Problems –
[A] Write out the part of the passage on television audience research that begins at the words "Among the findings: people" and stops after "be very different.".
[B] Please continue the passage on television viewing habits from where it stops.

Quoted text –

The new breed of researchers (including
Tim Brooks at USA and Andy Fessel at Fox who were very helpful in preparing this
article), see the changes in the viewer as a topic of much discussion. The
explosion in data gathering techniques in the last few years has provided so
much new material that much of it has yet to quantified and analyzed. The
floodgates opened when Nielsen replaced its old hand-entry notebooks with
electronic diaries two years ago. Suddenly the preferences of the new end users
started to take shape.
Among the findings: people watch fewer
episodes of each show, even their favorite shows. (This may explain why the
networks have started double exposing the first episode of some shows in the
fall.) Even the loyal audience for big hit shows rarely sees more than two of
four episodes (great news for reruns). Most people watch only eight or ten
channels, no matter how many their set receives. But every end user's favorite
eight or ten may be very different.

Given entries –
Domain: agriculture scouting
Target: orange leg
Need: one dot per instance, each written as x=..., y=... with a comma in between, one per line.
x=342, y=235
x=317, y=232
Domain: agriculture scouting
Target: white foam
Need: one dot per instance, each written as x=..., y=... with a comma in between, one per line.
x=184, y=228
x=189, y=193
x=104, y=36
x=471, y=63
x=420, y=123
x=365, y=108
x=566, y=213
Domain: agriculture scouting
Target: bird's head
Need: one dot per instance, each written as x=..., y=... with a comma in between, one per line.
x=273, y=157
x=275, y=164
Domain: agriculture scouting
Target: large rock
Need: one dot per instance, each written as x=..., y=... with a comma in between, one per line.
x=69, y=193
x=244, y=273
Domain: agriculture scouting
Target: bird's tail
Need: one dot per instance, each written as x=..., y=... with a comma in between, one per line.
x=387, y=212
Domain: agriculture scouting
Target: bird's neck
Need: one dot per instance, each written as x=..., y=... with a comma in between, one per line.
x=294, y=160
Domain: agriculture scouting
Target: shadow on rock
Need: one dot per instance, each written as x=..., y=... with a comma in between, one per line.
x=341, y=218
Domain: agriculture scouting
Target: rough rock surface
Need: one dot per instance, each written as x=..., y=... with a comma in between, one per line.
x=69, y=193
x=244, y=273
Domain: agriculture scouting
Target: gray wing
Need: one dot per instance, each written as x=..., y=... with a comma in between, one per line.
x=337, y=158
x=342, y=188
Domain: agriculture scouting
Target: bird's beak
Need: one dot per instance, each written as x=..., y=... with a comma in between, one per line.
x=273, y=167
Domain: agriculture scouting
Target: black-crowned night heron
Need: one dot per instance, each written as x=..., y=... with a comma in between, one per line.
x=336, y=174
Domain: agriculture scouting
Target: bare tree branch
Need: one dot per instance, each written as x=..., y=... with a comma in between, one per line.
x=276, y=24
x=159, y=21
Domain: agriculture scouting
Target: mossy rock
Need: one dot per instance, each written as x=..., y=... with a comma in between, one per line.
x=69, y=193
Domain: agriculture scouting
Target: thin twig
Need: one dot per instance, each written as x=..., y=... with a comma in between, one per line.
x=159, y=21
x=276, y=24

Written responses –
[A]
Among the findings: people watch fewer
episodes of each show, even their favorite shows. (This may explain why the
networks have started double exposing the first episode of some shows in the
fall.) Even the loyal audience for big hit shows rarely sees more than two of
four episodes (great news for reruns). Most people watch only eight or ten
channels, no matter how many their set receives. But every end user's favorite
eight or ten may be very different.

[B]
Even within the preferred eight or ten,
most people are confused over what they are watching. Both Fox and USA have put
logos in the lower right corner of the picture to help grazers identify on which
channel they have landed. Some people complained at first, but most of the
audience either didn't care or found it helpful.
This is leading to fragmentation of the
audience. In one decade (the 1980's) cable penetration went to 60%, VCR to 75%,
and remote control devices to 80% of American homes. In the same period, network
viewing declined not only in cable homes but non-cable homes as well because of
choices available on local stations and ad-hoc networks. The splintering of the
audience will make it ever more difficult to launch new mass appeal shows, but
may provide opportunities for sampling new shows targeted to specific interests.
However, people still enjoy coming
together to watch mass appeal, hit shows. This activity is far more communal
than was thought. The image of the lone TV watcher, especially in prime time, is
not accurate. (This communal aspect of viewing should be a great boost for
pay-per-view.)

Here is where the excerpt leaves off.